Skip to main content

Metrics

The OSO Kafka Backup Operator exposes Prometheus metrics for monitoring backup operations.

Endpoints

EndpointPortDescription
/metrics8080Prometheus metrics
/healthz8081Liveness probe
/readyz8081Readiness probe

Enabling Metrics

Helm Configuration

metrics:
enabled: true
port: 8080
path: /metrics

serviceMonitor:
enabled: true
namespace: monitoring
interval: 30s
labels:
release: prometheus

ServiceMonitor

When serviceMonitor.enabled: true, a ServiceMonitor is created:

apiVersion: monitoring.coreos.com/v1
kind: ServiceMonitor
metadata:
name: kafka-backup-operator
namespace: monitoring
labels:
release: prometheus
spec:
selector:
matchLabels:
app.kubernetes.io/name: kafka-backup-operator
namespaceSelector:
matchNames:
- kafka-backup
endpoints:
- port: metrics
interval: 30s
path: /metrics

Metrics Reference

Operator Metrics

Reconciliation Metrics

MetricTypeDescription
kafka_backup_operator_reconciliations_totalCounterTotal reconciliation attempts
kafka_backup_operator_reconciliation_errors_totalCounterTotal reconciliation errors
kafka_backup_operator_reconciliation_duration_secondsHistogramReconciliation duration

Labels:

  • controller: Controller name (backup, restore, offset_reset, offset_rollback)

Aim 1 →
Update the records from the line containing "of the parked" through the end of the records, replacing "deepest inside" with "most central within" and keeping everything else the same.

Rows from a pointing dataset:
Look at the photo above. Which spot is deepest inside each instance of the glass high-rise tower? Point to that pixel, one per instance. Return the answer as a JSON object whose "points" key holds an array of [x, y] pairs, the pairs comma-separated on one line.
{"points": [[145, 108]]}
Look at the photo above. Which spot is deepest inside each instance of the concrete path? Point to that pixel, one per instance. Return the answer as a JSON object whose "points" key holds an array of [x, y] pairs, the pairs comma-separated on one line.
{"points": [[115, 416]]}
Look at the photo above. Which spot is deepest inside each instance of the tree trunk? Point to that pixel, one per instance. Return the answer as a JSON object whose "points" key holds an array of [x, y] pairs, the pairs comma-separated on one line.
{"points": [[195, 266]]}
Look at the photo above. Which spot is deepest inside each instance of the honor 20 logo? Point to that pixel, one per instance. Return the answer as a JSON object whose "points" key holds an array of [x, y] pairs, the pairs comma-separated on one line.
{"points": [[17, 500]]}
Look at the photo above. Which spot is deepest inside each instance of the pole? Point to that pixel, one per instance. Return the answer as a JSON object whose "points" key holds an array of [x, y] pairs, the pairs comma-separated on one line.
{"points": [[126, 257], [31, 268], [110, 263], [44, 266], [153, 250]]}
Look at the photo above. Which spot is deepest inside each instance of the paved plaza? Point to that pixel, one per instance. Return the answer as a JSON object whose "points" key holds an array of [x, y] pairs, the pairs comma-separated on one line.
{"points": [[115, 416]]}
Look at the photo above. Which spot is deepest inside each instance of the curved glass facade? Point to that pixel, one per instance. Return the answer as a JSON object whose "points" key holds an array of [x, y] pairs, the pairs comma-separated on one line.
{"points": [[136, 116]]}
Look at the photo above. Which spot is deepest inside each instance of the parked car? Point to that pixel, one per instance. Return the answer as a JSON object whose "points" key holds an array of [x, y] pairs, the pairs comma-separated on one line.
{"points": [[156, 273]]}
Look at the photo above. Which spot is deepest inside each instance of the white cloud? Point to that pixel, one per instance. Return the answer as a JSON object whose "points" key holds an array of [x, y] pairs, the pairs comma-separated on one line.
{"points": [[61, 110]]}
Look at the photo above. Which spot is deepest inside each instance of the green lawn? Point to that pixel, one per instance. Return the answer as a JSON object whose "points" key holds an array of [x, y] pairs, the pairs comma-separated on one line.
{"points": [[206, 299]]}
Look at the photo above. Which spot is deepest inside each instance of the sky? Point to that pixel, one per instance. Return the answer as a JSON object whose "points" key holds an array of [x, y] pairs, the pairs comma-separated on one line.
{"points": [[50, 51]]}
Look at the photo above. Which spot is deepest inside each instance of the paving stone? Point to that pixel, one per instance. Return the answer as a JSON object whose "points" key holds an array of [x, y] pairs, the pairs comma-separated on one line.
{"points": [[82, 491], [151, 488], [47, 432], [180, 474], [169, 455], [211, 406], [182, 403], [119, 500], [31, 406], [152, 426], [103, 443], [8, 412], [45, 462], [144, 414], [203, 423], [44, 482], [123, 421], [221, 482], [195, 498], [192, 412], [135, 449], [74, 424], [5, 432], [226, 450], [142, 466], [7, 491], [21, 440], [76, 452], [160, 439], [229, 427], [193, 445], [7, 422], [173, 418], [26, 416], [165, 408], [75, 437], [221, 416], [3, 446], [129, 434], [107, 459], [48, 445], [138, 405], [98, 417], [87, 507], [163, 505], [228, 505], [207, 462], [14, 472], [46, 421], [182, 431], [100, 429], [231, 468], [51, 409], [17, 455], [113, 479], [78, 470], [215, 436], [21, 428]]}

Aim 2 →
Answer these from the metrics page:
(a) Which port serves the /metrics endpoint?
(b) What interval does the Helm configuration set for the serviceMonitor?
(c) What type is the kafka_backup_operator_reconciliation_duration_seconds metric?

Task response 1 →
Look at the photo above. Which spot is most central within each instance of the parked car? Point to that pixel, one per instance. Return the answer as a JSON object whose "points" key holds an array of [x, y] pairs, the pairs comma-separated on one line.
{"points": [[156, 273]]}
Look at the photo above. Which spot is most central within each instance of the white cloud? Point to that pixel, one per instance. Return the answer as a JSON object whose "points" key holds an array of [x, y] pairs, the pairs comma-separated on one line.
{"points": [[61, 110]]}
Look at the photo above. Which spot is most central within each instance of the green lawn? Point to that pixel, one per instance. Return the answer as a JSON object whose "points" key holds an array of [x, y] pairs, the pairs comma-separated on one line.
{"points": [[206, 299]]}
Look at the photo above. Which spot is most central within each instance of the sky? Point to that pixel, one per instance. Return the answer as a JSON object whose "points" key holds an array of [x, y] pairs, the pairs comma-separated on one line.
{"points": [[50, 51]]}
Look at the photo above. Which spot is most central within each instance of the paving stone? Point to that pixel, one per instance. Return the answer as a JSON object whose "points" key holds an array of [x, y] pairs, the pairs comma-separated on one line.
{"points": [[82, 491], [151, 488], [47, 432], [180, 474], [169, 455], [211, 406], [182, 403], [119, 500], [31, 406], [152, 426], [103, 443], [8, 412], [45, 462], [144, 414], [203, 423], [44, 482], [123, 421], [221, 482], [195, 498], [192, 412], [135, 449], [74, 424], [5, 432], [226, 450], [142, 466], [7, 491], [21, 440], [76, 452], [160, 439], [229, 427], [193, 445], [7, 422], [173, 418], [26, 416], [165, 408], [75, 437], [221, 416], [3, 446], [129, 434], [107, 459], [48, 445], [138, 405], [98, 417], [87, 507], [163, 505], [228, 505], [207, 462], [14, 472], [46, 421], [182, 431], [100, 429], [231, 468], [51, 409], [17, 455], [113, 479], [78, 470], [215, 436], [21, 428]]}

Task response 2 →
(a) 8080
(b) 30s
(c) Histogram